Task details
Every entry must be duplicated precisely as written.

Rows from a pointing dataset
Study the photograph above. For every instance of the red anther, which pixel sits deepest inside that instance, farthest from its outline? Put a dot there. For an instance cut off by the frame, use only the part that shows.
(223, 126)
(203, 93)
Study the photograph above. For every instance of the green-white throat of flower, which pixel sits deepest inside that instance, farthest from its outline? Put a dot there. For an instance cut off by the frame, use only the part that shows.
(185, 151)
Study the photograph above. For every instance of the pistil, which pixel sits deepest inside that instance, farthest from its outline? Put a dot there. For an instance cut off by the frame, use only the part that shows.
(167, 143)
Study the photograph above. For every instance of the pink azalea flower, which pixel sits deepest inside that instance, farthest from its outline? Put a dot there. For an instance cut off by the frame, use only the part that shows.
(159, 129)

Correct result
Study the photograph above. For every instance of the red anther, which pixel sits deepest inside that instance, farthest from its outline? Put a dot there. For an instance cut off by the frame, use only the part that shows.
(223, 126)
(203, 93)
Study the photograph above. For every instance of the green-white throat of flower, which pixel sits deepest inside that instance, farthest from its outline? Put a dot there. For an instance cut off by the frame, use only the part that shows.
(185, 151)
Study the photograph above. For every instance of the pistil, which pixel sits deepest inside that instance, farthest from its outline? Put a dot there. For an instance cut off by the frame, use only the part that shows.
(167, 143)
Study the photograph above. For every instance of the pink azalea flower, which pixel sits deepest inside that instance, farthest from its outline? Put a dot there. For an instance cut off by the frame, use only the part that shows.
(159, 129)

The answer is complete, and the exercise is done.